**Task directions:** In the Rustpunt import passage, what is the operator or issuer of the dataset?

**Selected passage:**

....

The operator/issuer is “rustpunt.nu” and we have permission to use the dataset they have provided to the Dutch OSM community. We can get current data any time we want.
Following the import a periodical update dataset (additions, removals and attribute updates including possible name change or relocation) will be provided by the operator. This is *not* part of any automated edit, but will help maintain the quality of the data in OSM manually.
Rustpunt objects (nodes and polygons) already existing in OSM have been tracked and checked, and will be excluded from the import. Where the dataset differs from OSM, the operator has been notified and together we will manually correct the data at both sides. 7 Rustpunt objects no longer existing as Rustpunt (™) have been removed from OSM (or retagged, is they still exist but the Rustpunt permission has been revoked).
The new Rustpunt objects will be imported as a node representing a self_service cafe with outdoor seating only, tagged with the official Rustpunt name + the official Rustpunt website page URL for the object, their unique poi number (p_id) + amenity=cafe + self_service=only + outdoor_seating=only. We will add source=[operator URL] and source:date=2022-10 or 2022-11 and fixme=resurvey (after survey to be replaced with survey:date=[date])

....

**Extracted entries:**
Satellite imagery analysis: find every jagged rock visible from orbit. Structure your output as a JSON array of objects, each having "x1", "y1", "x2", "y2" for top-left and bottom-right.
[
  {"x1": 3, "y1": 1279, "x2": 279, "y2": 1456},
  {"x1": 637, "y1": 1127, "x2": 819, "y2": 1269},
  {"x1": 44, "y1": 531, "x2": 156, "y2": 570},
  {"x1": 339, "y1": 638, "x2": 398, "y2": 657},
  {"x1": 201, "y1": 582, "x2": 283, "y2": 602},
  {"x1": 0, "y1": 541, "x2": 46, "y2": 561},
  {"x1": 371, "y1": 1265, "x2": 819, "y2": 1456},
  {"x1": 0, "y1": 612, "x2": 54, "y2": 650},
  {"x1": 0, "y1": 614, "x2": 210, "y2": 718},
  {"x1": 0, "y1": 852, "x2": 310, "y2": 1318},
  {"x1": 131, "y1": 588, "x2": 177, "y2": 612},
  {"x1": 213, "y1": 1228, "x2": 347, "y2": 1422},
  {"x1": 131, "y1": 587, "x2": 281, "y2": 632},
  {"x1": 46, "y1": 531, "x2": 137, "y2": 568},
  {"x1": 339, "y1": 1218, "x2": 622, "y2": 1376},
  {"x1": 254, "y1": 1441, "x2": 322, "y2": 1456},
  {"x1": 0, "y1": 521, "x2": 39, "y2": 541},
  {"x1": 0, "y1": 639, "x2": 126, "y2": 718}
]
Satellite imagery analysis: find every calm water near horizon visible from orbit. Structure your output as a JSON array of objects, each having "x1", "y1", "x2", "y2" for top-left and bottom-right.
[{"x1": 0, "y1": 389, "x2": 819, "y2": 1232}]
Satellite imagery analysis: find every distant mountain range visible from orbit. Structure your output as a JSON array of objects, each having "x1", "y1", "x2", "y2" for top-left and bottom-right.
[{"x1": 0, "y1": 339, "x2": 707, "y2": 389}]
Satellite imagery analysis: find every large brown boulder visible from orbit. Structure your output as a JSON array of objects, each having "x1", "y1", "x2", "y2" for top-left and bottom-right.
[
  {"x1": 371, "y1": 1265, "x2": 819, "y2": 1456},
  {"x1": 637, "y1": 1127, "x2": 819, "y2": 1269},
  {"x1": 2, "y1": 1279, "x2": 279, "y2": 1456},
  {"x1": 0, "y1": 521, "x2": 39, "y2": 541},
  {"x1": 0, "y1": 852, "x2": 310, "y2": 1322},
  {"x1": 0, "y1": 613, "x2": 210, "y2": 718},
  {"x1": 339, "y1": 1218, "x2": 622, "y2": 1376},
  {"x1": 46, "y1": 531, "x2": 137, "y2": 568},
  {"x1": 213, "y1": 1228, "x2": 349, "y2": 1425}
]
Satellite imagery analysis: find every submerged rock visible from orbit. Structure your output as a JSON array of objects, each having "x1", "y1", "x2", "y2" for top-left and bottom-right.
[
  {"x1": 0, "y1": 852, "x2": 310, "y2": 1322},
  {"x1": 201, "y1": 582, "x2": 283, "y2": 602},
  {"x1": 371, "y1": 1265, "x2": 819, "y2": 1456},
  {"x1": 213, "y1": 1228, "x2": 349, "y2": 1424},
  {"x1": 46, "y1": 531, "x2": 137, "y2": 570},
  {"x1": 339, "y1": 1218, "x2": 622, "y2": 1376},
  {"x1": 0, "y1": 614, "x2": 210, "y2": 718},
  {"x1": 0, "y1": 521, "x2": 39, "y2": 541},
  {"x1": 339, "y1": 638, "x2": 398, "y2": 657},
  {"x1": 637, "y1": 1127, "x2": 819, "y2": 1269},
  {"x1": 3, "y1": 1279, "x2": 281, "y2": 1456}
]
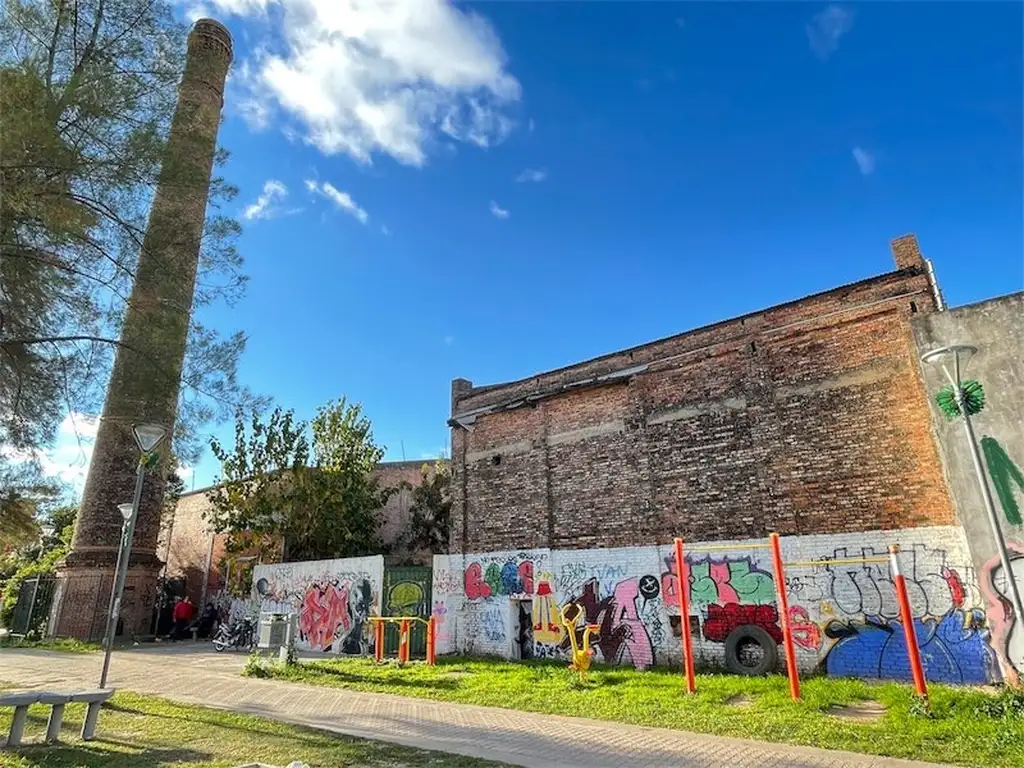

....

**Task response:** The operator/issuer is "rustpunt.nu".